Return every line of the rows below that contains the word "wristwatch", copying each such line in full.

- Exercise material
>>>>

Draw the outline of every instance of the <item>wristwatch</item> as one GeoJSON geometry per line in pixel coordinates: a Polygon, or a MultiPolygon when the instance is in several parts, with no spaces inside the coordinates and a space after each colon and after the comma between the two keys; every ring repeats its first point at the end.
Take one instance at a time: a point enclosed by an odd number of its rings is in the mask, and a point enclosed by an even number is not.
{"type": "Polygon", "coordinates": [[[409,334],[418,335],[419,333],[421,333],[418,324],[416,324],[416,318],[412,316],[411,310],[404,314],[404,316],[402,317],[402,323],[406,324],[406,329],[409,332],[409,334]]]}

<<<<
>>>>

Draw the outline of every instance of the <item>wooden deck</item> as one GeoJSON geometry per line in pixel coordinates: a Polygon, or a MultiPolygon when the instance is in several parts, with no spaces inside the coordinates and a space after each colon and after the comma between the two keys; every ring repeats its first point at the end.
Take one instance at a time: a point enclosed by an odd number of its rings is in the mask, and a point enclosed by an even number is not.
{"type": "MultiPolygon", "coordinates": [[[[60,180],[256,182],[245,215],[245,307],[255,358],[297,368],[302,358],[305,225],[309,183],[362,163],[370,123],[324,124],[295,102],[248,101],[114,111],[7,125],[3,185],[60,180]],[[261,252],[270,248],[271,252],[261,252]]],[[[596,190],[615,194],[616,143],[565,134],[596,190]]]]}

<<<<
>>>>

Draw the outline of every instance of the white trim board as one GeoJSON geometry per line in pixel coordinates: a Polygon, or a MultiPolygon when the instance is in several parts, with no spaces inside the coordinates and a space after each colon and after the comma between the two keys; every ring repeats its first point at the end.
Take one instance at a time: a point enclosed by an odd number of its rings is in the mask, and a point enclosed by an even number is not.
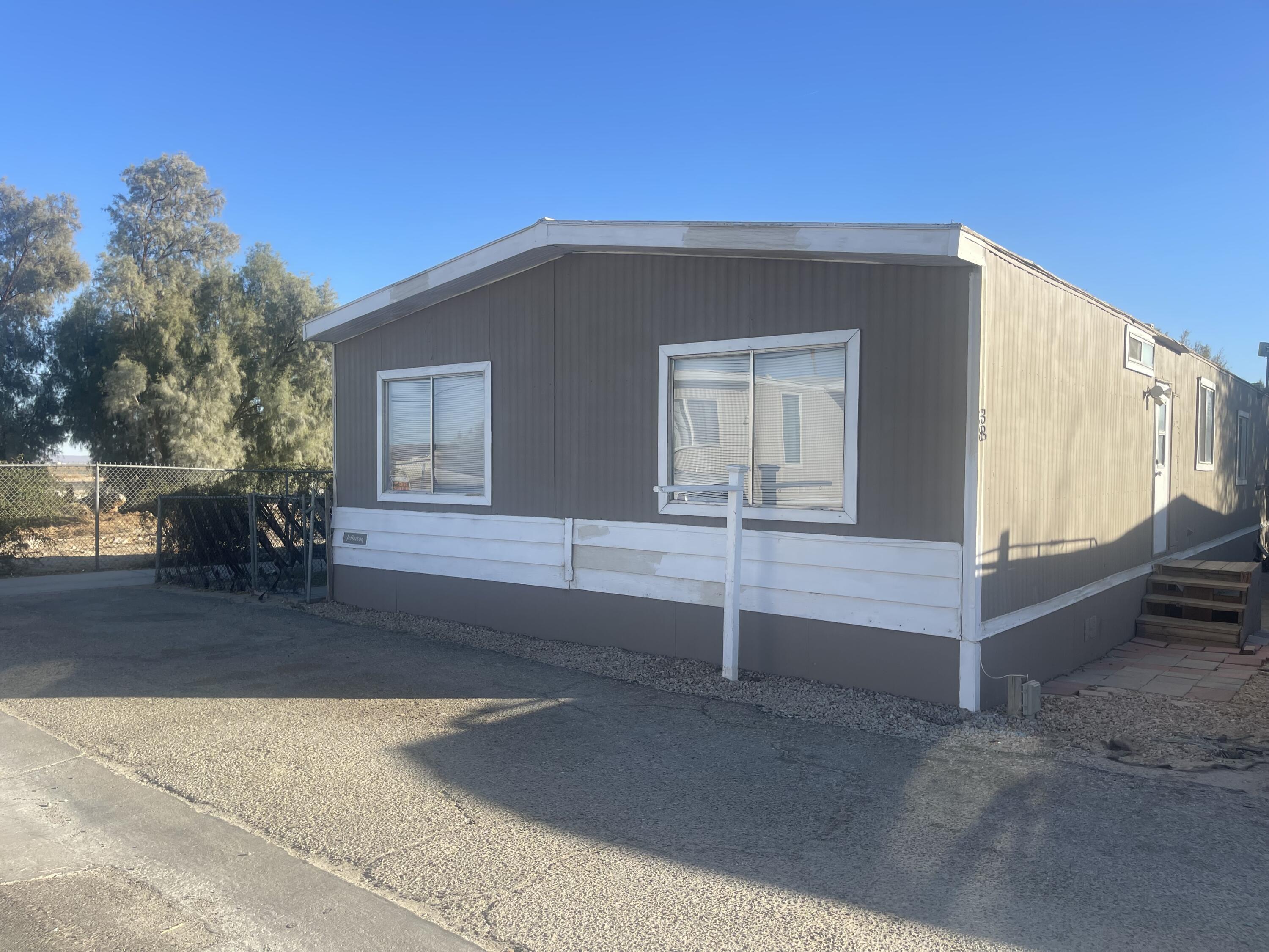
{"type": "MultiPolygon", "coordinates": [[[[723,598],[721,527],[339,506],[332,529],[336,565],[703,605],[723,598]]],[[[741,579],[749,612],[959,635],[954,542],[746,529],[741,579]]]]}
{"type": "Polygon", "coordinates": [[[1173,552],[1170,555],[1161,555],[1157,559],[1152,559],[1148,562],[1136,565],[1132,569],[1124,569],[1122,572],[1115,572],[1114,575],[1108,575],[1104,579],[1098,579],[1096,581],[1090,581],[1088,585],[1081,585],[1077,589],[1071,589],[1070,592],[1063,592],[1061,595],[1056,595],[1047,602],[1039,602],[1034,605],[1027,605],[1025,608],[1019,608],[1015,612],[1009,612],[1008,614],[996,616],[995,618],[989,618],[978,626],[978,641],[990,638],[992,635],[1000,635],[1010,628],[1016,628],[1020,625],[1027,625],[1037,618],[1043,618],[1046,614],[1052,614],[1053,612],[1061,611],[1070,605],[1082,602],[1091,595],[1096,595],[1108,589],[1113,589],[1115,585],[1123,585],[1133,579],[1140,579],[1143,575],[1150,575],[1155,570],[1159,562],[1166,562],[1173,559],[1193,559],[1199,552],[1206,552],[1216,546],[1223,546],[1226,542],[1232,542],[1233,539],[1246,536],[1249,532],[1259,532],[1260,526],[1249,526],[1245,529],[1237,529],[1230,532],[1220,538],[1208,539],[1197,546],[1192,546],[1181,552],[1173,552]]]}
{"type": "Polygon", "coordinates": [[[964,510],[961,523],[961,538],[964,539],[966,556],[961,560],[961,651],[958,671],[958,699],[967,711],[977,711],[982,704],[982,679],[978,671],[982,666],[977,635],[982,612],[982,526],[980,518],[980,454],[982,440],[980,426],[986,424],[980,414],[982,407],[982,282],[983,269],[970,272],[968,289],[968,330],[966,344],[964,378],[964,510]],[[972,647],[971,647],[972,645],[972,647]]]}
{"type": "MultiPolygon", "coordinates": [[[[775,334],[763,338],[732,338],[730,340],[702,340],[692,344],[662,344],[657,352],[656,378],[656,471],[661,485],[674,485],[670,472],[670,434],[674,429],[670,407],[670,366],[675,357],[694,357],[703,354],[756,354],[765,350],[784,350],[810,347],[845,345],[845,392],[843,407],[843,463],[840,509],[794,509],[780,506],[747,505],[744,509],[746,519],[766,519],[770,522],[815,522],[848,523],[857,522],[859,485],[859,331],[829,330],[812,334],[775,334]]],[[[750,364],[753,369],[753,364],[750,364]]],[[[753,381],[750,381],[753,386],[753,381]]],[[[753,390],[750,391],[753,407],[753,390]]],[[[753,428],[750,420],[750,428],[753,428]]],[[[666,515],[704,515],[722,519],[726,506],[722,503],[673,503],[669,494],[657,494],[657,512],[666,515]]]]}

<<<<

- Finished answer
Draw the outline of every instance of the <item>wristwatch</item> as one GeoJSON geometry per line in pixel coordinates: a Polygon, or a MultiPolygon when the instance is in several parts, with no spaces inside the coordinates and a space after each colon and after the comma between the two keys; every ring repeats its first point at the end.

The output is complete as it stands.